*WORK ITEM*
The data must be written out once more, precisely as given.

*TASK INPUT*
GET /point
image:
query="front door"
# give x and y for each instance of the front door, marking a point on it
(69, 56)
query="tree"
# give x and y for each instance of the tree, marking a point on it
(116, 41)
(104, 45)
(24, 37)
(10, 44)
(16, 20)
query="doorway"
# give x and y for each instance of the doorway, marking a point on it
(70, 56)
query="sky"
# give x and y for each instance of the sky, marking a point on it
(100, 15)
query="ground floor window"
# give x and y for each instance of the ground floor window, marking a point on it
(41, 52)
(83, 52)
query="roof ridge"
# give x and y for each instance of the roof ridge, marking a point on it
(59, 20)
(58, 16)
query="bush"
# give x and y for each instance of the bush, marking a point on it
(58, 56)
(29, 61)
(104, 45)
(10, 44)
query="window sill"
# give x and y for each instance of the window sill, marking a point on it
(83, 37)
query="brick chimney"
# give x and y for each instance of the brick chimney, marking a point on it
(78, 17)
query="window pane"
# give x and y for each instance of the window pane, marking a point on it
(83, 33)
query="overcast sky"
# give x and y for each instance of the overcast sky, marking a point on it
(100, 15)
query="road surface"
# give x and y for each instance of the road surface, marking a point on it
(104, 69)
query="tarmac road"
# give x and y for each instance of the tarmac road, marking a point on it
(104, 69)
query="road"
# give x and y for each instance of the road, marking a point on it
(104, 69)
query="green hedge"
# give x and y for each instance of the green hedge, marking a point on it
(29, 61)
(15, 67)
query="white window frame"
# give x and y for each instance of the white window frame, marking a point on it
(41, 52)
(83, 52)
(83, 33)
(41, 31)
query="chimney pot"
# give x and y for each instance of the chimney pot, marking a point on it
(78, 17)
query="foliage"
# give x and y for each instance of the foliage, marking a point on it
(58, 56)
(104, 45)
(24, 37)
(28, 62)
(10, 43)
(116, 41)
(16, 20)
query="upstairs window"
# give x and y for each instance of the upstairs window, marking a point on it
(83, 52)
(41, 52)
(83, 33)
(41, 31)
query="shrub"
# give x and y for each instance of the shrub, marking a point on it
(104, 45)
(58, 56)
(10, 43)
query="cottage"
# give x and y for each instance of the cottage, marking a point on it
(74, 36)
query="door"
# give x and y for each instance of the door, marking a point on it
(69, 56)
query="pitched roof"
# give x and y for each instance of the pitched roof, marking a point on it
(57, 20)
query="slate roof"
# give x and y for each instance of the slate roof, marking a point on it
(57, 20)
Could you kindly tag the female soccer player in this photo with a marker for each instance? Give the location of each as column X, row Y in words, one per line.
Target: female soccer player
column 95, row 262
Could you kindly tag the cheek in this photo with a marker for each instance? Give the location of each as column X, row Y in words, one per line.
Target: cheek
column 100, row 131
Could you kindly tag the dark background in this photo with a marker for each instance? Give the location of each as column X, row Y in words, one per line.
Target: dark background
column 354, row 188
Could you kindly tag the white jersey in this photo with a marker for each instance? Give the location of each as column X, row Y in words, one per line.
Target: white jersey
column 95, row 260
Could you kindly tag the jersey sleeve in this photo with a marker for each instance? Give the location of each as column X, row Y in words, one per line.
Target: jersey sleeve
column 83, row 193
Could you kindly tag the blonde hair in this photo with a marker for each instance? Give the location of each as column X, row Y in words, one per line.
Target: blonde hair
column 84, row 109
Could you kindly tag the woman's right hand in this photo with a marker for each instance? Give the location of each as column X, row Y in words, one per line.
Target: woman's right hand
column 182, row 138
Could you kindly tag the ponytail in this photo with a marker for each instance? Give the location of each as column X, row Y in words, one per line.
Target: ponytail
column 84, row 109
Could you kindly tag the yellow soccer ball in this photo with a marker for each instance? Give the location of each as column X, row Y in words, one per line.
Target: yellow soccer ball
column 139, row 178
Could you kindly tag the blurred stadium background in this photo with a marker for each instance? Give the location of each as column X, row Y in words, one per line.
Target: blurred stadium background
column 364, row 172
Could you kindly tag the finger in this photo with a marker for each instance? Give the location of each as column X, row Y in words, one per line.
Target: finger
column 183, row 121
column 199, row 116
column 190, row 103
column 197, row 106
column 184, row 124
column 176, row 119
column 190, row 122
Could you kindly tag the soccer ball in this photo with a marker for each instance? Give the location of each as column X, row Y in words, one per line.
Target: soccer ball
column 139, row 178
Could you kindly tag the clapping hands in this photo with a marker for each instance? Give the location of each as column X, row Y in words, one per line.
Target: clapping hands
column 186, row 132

*RESPONSE*
GET /point
image:
query="front door"
# give x and y for each instance of the front door, marking a point on it
(69, 56)
query="tree"
# give x and y for each instance of the tree, marking a point on it
(116, 41)
(104, 45)
(24, 37)
(10, 44)
(16, 20)
query="doorway"
# give x and y for each instance of the doorway, marking a point on it
(70, 56)
query="sky"
# give x and y for each instance of the sky, marking a point on it
(100, 15)
query="ground floor window"
# give x and y for each instance of the ground floor window, marking a point on it
(41, 52)
(83, 52)
query="roof ridge"
# give x and y for each instance of the roof ridge, marking a point on it
(59, 20)
(58, 16)
query="bush"
# give x and y for each instance of the bush, marking a point on it
(58, 56)
(29, 61)
(104, 45)
(10, 44)
query="window sill"
# give x and y for each instance of the window sill, marking a point on it
(83, 37)
query="brick chimney"
# give x and y for each instance of the brick chimney, marking a point on it
(78, 17)
query="window pane"
# give x and y for each instance of the window pane, marking a point on it
(83, 33)
query="overcast sky"
# give x and y for each instance of the overcast sky, marking a point on it
(100, 15)
query="road surface"
# give x and y for each instance of the road surface, marking a point on it
(104, 69)
query="tarmac road"
# give x and y for each instance of the tarmac road, marking a point on it
(104, 69)
query="road"
# give x and y for each instance of the road, marking a point on it
(104, 69)
query="green hedge"
# give x and y for each instance of the green hedge, marking a point on it
(29, 61)
(15, 67)
query="white window frame"
# give x and y for each instance of the white window frame, marking a point on it
(41, 52)
(83, 52)
(83, 33)
(41, 31)
query="chimney pot"
# give x and y for each instance of the chimney pot, marking a point on it
(78, 17)
query="foliage"
# give x and y for each instance of the foliage, marking a point on it
(58, 56)
(104, 45)
(24, 37)
(28, 62)
(10, 43)
(116, 41)
(16, 20)
query="upstairs window"
# give x and y for each instance of the upstairs window, marking a point on it
(83, 52)
(41, 52)
(83, 33)
(41, 31)
query="shrub"
# give x and y for each instance of the shrub, marking a point on it
(104, 45)
(58, 56)
(10, 43)
query="cottage"
# give x and y for each instance of the cottage, marking a point on it
(74, 36)
query="door"
# give x and y for each instance of the door, marking a point on it
(69, 56)
query="pitched roof"
# give x and y for each instance of the pitched roof, marking a point on it
(57, 20)
query="slate roof"
# give x and y for each instance of the slate roof, marking a point on it
(57, 20)
Could you kindly tag the female soccer player in this photo with a marker for each instance? Give the location of each as column X, row Y in words, one per line.
Target: female soccer player
column 95, row 262
Could you kindly tag the cheek in this photo with a marker for each instance? Give the location of each as column X, row Y in words, one per line.
Target: cheek
column 100, row 131
Could you kindly tag the dark background in this photo with a marker for each instance? Give the location of each as column X, row Y in words, one per line.
Target: dark background
column 354, row 188
Could you kindly tag the white jersey in this photo with a marker for each instance? Give the location of each as column X, row Y in words, one per line.
Target: white jersey
column 95, row 260
Could you kindly tag the jersey sleeve in this photo with a marker for each instance? Give the location of each as column X, row Y in words, one per line.
Target: jersey sleeve
column 83, row 193
Could you kindly tag the blonde hair in this photo with a marker for each instance? Give the location of each as column X, row Y in words, one per line.
Target: blonde hair
column 84, row 109
Could you kindly tag the woman's right hand in this photo with a marker for each instance? Give the location of each as column X, row Y in words, one per line.
Target: woman's right hand
column 182, row 138
Could you kindly tag the ponytail in this photo with a marker for each instance? Give the location of each as column X, row Y in words, one per line.
Target: ponytail
column 84, row 109
Could you kindly tag the yellow soccer ball in this photo with a marker for each instance? Give the location of each as column X, row Y in words, one per line.
Target: yellow soccer ball
column 139, row 178
Could you kindly tag the blurred stadium background in this photo with a marker for each instance? Give the location of each as column X, row Y in words, one per line.
Target: blurred stadium background
column 364, row 172
Could you kindly tag the finger in this photo with a marker for each instance? Give the location of each as column X, row Y in words, one per line.
Target: finger
column 183, row 121
column 199, row 116
column 190, row 103
column 197, row 106
column 184, row 124
column 176, row 119
column 190, row 122
Could you kindly tag the soccer ball in this photo with a marker for each instance? Give the location of each as column X, row Y in words, one per line.
Target: soccer ball
column 139, row 178
Could you kindly tag the clapping hands in this photo with a marker for each instance? Give the location of each as column X, row Y in words, one per line.
Target: clapping hands
column 186, row 132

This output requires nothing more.